- ASSIGNMENT
Omit all pictures, then retype the data exactly as given.
┄┄┄┄┄┄
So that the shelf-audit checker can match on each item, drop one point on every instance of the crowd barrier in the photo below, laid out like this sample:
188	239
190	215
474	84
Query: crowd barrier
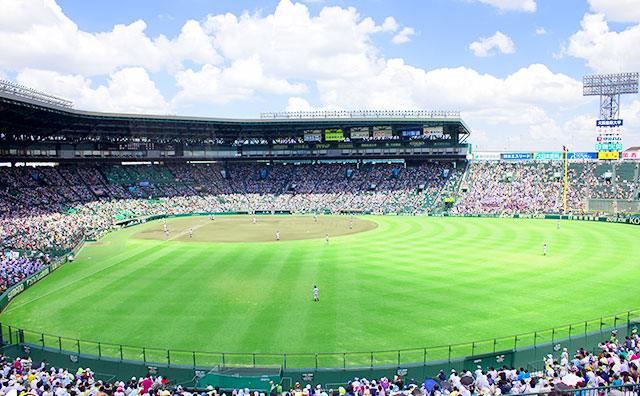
519	349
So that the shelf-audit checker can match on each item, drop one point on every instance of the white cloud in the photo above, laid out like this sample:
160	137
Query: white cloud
617	10
390	24
512	5
484	45
293	44
34	33
290	52
403	36
240	81
604	50
128	90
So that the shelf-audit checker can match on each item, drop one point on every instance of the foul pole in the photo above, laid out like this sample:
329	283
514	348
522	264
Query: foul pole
565	152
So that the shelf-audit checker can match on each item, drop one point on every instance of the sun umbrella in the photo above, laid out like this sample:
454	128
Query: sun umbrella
446	385
429	384
571	379
467	380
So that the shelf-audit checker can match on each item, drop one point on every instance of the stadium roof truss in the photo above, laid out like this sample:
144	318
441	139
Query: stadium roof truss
30	120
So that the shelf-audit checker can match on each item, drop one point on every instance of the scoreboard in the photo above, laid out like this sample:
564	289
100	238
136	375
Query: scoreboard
609	136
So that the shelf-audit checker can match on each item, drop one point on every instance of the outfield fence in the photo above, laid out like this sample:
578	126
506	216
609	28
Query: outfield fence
589	331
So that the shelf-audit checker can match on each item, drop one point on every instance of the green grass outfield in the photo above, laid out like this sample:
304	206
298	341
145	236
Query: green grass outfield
394	282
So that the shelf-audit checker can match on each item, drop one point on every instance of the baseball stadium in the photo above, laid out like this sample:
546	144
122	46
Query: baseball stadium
319	198
193	247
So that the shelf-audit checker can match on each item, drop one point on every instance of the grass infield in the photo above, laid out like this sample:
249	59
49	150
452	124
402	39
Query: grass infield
387	283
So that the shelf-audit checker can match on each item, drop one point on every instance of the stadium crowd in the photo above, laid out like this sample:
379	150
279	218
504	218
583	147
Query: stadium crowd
538	187
616	363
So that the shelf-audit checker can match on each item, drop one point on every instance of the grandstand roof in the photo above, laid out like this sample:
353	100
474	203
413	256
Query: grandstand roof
30	120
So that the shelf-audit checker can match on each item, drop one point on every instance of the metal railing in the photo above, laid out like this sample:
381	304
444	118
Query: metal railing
74	346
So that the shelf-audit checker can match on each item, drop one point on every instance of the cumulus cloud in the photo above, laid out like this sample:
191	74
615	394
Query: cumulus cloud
240	81
390	24
128	90
604	50
617	10
36	32
500	41
403	36
512	5
229	58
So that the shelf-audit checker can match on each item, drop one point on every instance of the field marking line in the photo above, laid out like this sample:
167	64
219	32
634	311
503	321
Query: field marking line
12	308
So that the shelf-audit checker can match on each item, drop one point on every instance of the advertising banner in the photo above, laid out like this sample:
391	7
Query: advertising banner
360	133
548	156
582	155
382	132
608	155
486	156
411	132
312	136
434	132
516	156
333	135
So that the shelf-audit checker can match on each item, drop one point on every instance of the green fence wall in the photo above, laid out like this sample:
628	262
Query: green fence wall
526	356
122	361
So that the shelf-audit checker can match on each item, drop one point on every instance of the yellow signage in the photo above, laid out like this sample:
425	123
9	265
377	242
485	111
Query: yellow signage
608	155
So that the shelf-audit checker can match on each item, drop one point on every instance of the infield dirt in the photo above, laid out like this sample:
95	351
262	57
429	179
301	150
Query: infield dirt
242	228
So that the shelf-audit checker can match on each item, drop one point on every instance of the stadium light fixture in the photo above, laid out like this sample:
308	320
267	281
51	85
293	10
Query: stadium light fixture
609	87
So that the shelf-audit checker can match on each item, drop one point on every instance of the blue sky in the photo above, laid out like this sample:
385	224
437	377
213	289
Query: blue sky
513	67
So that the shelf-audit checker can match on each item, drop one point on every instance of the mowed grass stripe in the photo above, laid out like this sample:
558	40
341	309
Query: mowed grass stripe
410	282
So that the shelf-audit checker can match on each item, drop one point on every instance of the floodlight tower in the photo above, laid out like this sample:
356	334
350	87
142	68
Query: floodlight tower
609	87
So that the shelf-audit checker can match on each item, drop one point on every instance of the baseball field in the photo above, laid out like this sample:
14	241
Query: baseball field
385	282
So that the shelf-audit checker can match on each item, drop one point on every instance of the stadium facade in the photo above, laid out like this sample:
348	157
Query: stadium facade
35	130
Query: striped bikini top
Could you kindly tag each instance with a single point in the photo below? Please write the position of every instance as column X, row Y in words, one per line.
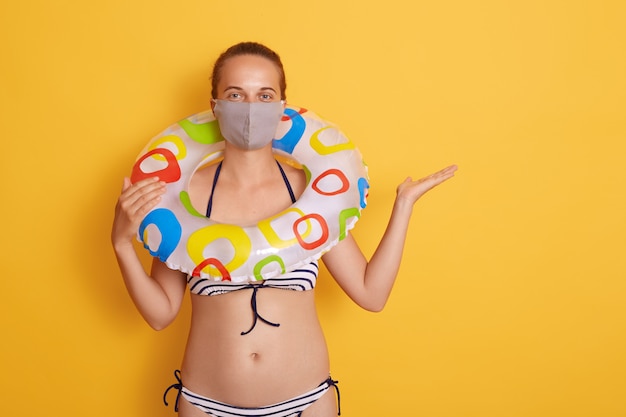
column 301, row 279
┄┄┄┄┄┄
- EXERCISE RESULT
So that the shelf-audit checker can match on each item, drop one point on every instance of the crowd barrier in the photo below, laid out like this sample:
188	239
190	215
474	84
Query: crowd barrier
519	349
So that the shelf-audit checker can match on each item, drop one point on every instance of the white cloud in the photo above, laid out like this sample:
160	137
Query: white cloud
617	10
390	24
512	5
484	45
293	44
34	33
290	52
403	36
240	81
604	50
128	90
So that the shelf-audit checker can match on each item, drop one point on every instance of the foul pole in the photo above, laid out like this sample:
329	283
514	348
522	264
Query: foul pole
565	152
So that the shelf-audit checker can match on each item, drop one point on every instance of the sun umbrella in the photo above, laid out like this sample:
454	128
Query: sun umbrella
446	385
429	384
571	379
467	380
So that the shelf-audit checker can match on each item, drop one point on every instance of the stadium roof truss in the photo above, laid out like this sample:
144	318
441	139
Query: stadium roof truss
30	120
So that the shelf-audit checker can match on each item, drop one point on every instance of the scoreboard in the photo above, laid out like this sample:
564	289
100	238
136	375
Query: scoreboard
609	136
So that the shelf-audit checker can match on each item, drop one point on every instance of the outfield fence in the photo above, laid out like this sample:
578	126
506	216
609	28
Query: outfield fence
589	331
So that the shelf-audit checker can match on each item, drop one point on every instance of the green grass outfield in the photo above, laid out like this sample:
304	206
298	341
145	236
Query: green grass outfield
394	282
So that the shelf-audit checker can match on each item, drop one point on every instance of the baseball stadium in the photo above, laid out like this sample:
546	144
122	46
Query: baseball stadium
319	198
193	247
So that the shelf-audit checker can match on each item, drop one point on every instance of the grass infield in the photo above, laid out like this sample:
249	59
49	150
452	124
402	39
Query: grass infield
387	283
So that the shelf-audit checker can match on each item, drop one point on every instance of the stadium crowd in the photo above, laid out like this sample:
379	150
279	218
504	218
583	147
Query: stadium crowd
538	187
616	363
So that the shelf-audit checker can match on each item, drop one point on every instance of the grandstand roof in the photo above, laid out like this sample:
353	100
474	203
413	256
Query: grandstand roof
30	120
So that the shelf-audit checker can match on each item, drop one point on every instance of the metal railing in the photo above, laid out like this sample:
381	304
444	118
Query: metal railing
74	346
So that the shelf-audit checker can match on each item, drop one point on every instance of the cumulus cloud in the photo above, laid out like this sample:
191	74
615	394
Query: cumulus cloud
240	81
390	24
128	90
604	50
617	10
36	32
500	41
403	36
512	5
229	58
So that the shelf-audit checker can match on each item, drop one point on every instance of the field marking line in the photo above, laid out like this sample:
167	64
219	32
634	311
503	321
Query: field marking line
12	308
So that the shelf-audit checker can match on each item, drop one point on every instance of the advertising banner in the photo above, laid out like this sample:
391	7
Query: advertising banner
360	133
548	156
582	155
382	132
608	155
486	156
411	132
312	136
434	132
516	156
333	135
So that the shelf-audit checker can match on each item, drop one point on every instance of the green fence wall in the photo above, laid out like this sample:
628	262
Query: green fence wall
526	356
122	361
So that the shelf-audit checker can match on each item, drop one point on every instance of the yellow signage in the photo above, laid out like this sample:
425	123
9	265
377	242
485	111
Query: yellow signage
608	155
So that the shelf-audit checker can match on each item, drop one point on every instance of the infield dirt in the photo above, laid out like this sample:
95	351
262	57
429	179
301	150
Query: infield dirt
242	228
So that the shelf-audit checker can match on each item, drop one point on every instance of the stadium light fixture in the photo above, laid out like this sample:
308	320
267	281
51	85
293	10
Query: stadium light fixture
609	87
So that the shelf-audit checker can match on each item, drop one point on every instance of the blue sky in the photo above, laid out like this sample:
385	224
437	377
213	289
Query: blue sky
513	67
So that the shelf-audit checker can match on each item, drop one point on every instance of the mowed grass stripe in the photo above, laid out like this sample:
558	40
341	309
Query: mowed grass stripe
410	282
So that the shelf-audit checker can match on each item, drop one point on every instance of the floodlight tower in the photo above, laid out like this sample:
356	334
350	87
142	68
Query: floodlight tower
609	87
So that the shelf-audit checker can match on each item, drop one point on every instance of the baseball field in the photo above, laid out like this sample:
14	241
Query: baseball field
385	282
So that the shelf-audit checker can match on each item, drop one point on every instance of the stadium facade in the photo above, laid out like this sample:
348	157
Query: stadium facade
35	130
Query: striped bikini top
Could you kindly tag each instance with a single point in the photo below? Please write the position of every instance as column X, row Y in words, one per line.
column 301, row 279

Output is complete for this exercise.